[Stored records]
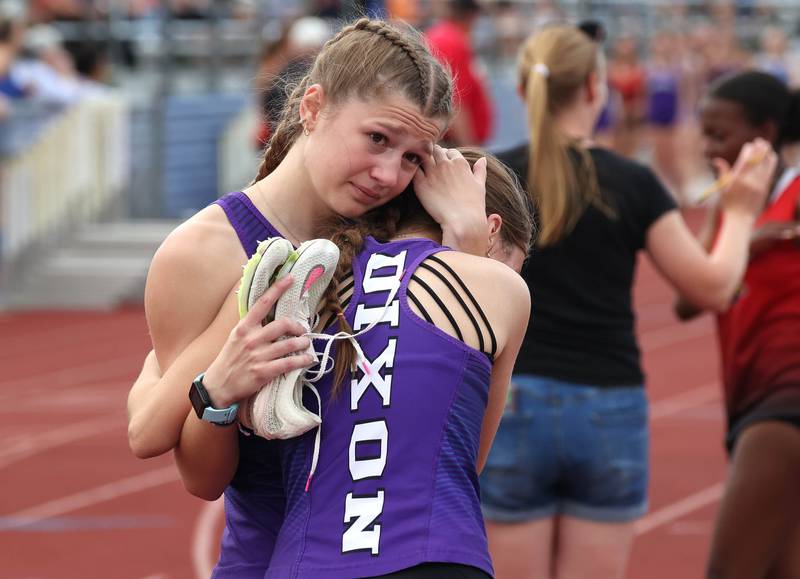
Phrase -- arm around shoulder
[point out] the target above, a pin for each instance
(512, 311)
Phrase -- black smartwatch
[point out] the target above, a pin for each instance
(201, 402)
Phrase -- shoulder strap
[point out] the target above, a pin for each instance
(248, 222)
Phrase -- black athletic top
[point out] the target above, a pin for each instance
(582, 323)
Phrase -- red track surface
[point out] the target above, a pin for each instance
(76, 503)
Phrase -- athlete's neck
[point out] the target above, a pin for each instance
(419, 231)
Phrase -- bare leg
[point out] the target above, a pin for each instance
(521, 550)
(588, 549)
(761, 505)
(788, 564)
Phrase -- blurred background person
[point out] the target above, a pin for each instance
(664, 88)
(757, 534)
(451, 42)
(284, 62)
(567, 476)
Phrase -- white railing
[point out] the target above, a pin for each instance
(74, 170)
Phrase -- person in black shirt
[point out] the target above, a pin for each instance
(567, 475)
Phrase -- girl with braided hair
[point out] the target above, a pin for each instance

__What is required__. Output each line of the records exactly. Any picture is skipped.

__Answer to this problem__.
Phrase -- arm around shoulder
[point out] the target above, a pin for each instance
(512, 311)
Phrase -- black smartwatch
[point out] the target above, a pin for each instance
(201, 402)
Phrase -- shoulder strap
[point out] the target above, a pin for each instance
(248, 222)
Phrase -- black athletic top
[point out] the target above, a pin for each instance
(582, 323)
Phrase -- red track surface
[point out] the target above, a pin for each instance
(76, 503)
Phrase -- athlete's neck
[point out] the target above, a pin for each instance
(419, 231)
Phrase -- bare leg
[point out] the target above, a pin for each instance
(521, 550)
(588, 549)
(761, 505)
(788, 564)
Phrase -- blurred background person
[point out] the target above, a pin for each instance
(664, 88)
(757, 534)
(451, 42)
(284, 62)
(567, 476)
Phrase -- white railing
[point out] the target above, a pin for each instance
(74, 170)
Phrase -- person in black shirt
[point out] the target above, a pin for each instance
(567, 475)
Phrase -- girl with braided hair
[point out] the target above, a pin for each instance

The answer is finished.